The occasion was the first major L.A. show in his new persona, Mondo Cozmo, since the August release of his debut album “Plastic Soul.”

There was one vestige of the frontman’s old band, Eastern Conference Champions, tucked in the corner of the stage — an ECC case that propped up the amp behind guitarist Drew Beck. But Tuesday night was about the present rather than Ostrander’s climb from relative obscurity, as the L.A. quintet capped six months of rigorous touring and festival gigs.

Clocking in at a tidy one hour, Mondo Cozmo’s performance offered a night of anthems for people who like anthems — from handclap-backed rave-ups to Boss-like paeans to hope, all with digestible choruses that beg for participation. Overall, they are songs for people who like the familiar, done earnestly and energetically by a troubadour Everyman.

And there was plenty of familiar. The title track of “Plastic Soul” is a re-imagination of Erma Franklin’s 1967 single “Piece of My Heart.” Besides the 40 minutes of music on the album, Mondo Cozmo worked in their covers of the Verve’s “Bittersweet Symphony” and David Bowie’s “Heroes,” with Ostrander’s Philly rasp adding coarse desperation to the latter. Then there is the line from the unreleased song “Future Bends” that has been a staple of their live set: “Tramps like us / were born to die.” It’s never a mystery where Ostrander is coming from.
* * * * * * *
What this task involves: Pick up the review of the Mondo Cozmo concert after its last sentence and continue it. The records that follow are separate material and have no connection to the review above.
* * * * * * *
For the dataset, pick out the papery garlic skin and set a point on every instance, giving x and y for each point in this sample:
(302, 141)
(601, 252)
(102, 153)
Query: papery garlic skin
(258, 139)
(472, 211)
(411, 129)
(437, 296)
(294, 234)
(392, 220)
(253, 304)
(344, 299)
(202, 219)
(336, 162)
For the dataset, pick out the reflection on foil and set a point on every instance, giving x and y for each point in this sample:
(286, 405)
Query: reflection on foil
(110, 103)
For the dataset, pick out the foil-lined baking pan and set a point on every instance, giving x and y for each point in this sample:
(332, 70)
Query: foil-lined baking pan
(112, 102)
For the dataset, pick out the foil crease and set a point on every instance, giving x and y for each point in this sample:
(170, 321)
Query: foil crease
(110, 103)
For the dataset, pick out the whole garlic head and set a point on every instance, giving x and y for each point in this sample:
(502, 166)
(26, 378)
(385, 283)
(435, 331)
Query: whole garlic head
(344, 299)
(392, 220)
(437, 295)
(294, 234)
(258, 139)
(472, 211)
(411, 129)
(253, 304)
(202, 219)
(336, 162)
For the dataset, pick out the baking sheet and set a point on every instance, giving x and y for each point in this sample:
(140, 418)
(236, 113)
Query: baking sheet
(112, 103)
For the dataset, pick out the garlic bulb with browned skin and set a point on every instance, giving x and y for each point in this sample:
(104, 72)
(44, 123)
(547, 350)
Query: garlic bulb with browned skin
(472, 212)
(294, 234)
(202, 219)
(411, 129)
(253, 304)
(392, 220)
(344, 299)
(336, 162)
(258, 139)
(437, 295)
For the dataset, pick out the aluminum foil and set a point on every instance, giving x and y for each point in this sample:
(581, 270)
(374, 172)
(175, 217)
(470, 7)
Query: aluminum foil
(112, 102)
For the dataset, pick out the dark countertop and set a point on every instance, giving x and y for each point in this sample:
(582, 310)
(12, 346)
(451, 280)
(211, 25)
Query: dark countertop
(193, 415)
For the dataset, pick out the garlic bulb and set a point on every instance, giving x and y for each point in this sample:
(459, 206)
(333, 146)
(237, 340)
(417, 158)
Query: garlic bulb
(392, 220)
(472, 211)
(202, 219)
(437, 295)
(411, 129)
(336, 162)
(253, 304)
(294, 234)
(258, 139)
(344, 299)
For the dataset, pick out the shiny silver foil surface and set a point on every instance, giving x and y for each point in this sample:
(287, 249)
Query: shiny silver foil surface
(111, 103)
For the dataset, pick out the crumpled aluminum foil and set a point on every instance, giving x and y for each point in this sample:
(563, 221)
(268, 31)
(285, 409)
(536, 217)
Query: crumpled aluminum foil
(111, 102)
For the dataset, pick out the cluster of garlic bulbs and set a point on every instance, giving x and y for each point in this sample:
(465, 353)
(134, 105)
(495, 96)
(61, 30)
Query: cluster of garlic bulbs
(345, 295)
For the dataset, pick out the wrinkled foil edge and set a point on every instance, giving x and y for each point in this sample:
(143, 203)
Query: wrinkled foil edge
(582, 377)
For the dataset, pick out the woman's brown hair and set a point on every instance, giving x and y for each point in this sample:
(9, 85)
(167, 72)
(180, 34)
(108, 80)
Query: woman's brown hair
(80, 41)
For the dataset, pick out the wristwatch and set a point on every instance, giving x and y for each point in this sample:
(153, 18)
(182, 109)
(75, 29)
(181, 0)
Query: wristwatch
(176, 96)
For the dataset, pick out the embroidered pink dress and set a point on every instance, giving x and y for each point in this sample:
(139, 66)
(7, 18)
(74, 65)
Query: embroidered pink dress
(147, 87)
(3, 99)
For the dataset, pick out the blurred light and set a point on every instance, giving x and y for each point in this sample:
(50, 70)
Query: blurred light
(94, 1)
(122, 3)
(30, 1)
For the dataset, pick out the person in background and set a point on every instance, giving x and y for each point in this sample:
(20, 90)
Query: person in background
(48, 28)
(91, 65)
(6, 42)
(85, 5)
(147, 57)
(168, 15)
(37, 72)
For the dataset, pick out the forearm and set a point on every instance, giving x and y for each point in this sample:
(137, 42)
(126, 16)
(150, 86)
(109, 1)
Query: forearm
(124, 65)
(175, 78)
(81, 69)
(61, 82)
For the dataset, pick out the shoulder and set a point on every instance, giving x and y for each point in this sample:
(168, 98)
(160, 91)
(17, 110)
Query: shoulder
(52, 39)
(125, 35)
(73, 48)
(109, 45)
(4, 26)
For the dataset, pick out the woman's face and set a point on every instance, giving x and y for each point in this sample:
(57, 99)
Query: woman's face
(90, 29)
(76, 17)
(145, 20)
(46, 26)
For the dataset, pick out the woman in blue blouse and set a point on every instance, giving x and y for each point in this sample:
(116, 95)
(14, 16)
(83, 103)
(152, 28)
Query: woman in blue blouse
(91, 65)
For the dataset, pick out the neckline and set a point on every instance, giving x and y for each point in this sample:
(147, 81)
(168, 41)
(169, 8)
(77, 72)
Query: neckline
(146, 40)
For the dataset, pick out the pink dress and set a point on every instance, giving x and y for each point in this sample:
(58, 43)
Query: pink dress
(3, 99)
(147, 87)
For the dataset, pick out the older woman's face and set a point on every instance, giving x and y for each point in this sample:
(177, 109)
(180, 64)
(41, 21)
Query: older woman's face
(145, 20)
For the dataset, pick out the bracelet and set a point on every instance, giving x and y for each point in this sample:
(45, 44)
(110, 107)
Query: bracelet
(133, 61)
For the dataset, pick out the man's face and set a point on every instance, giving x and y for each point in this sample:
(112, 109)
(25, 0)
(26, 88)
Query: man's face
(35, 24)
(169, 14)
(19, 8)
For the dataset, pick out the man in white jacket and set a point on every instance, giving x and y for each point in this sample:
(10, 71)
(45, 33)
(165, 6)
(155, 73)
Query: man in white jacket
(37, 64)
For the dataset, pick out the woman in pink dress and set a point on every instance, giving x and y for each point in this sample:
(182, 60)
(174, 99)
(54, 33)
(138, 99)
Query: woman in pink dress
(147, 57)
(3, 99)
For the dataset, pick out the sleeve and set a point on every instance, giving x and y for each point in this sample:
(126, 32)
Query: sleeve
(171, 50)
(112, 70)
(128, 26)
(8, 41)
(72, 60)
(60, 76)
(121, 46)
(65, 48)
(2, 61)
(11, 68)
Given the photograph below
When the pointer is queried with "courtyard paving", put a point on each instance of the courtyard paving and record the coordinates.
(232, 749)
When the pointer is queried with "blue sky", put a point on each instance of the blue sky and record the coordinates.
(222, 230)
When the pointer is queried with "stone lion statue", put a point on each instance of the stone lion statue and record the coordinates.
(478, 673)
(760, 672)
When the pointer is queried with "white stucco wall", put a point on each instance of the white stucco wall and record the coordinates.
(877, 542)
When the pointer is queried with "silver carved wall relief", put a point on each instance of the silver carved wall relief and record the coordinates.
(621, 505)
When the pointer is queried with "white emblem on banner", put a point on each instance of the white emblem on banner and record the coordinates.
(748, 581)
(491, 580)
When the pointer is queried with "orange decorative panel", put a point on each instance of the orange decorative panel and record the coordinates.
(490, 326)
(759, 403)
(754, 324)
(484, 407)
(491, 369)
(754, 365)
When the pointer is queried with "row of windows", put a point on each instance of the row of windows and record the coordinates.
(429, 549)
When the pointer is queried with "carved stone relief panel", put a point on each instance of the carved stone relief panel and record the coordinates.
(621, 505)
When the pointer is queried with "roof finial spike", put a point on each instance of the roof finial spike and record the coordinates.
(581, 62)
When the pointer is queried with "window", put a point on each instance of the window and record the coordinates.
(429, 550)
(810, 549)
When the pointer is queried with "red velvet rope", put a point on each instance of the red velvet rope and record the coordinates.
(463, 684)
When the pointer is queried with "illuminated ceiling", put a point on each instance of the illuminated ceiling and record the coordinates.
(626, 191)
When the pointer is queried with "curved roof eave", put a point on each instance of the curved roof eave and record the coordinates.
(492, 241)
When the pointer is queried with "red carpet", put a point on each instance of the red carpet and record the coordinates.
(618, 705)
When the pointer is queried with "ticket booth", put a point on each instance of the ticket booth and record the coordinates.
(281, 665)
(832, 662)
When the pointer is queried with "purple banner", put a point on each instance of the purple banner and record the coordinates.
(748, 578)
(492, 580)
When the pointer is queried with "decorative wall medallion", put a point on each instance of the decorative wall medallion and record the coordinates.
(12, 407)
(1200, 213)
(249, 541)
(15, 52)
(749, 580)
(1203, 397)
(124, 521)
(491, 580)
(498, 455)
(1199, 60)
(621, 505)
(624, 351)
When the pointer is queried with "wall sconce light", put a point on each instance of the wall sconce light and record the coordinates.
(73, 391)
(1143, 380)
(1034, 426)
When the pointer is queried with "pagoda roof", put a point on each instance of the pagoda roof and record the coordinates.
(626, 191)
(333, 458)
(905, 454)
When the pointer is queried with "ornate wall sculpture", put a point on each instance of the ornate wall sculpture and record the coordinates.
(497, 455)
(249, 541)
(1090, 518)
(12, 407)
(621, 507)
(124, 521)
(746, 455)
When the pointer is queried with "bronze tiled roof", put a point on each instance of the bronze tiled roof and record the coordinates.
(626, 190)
* * * * * * *
Written response:
The band began with “Chemical Dream,” “Higher” and “Come With Me,” and then Ostrander shucked his leather jacket for the ballad “Angel.” “Hold on to Me” followed, then the slow-building, chart-topping single “Shine.” And the big-bodied “Thunder” swang the emotion from tender to explosive, the song ending with guitarist Beck and bassist Chris Null playing human bumper cars on stage.

The title track and the two cover songs followed, with Ostrander briefly reminiscing about having played the El Rey when it was emptier. The band closed with the Madchester-flavored “Automatic,” and that was it: a sold-out headlining show for a guy whose destiny to play one was anything but automatic.

North Carolina’s Flagship opened the night in similarly emotional fashion, highlighting songs from their new album “The Electric Man.”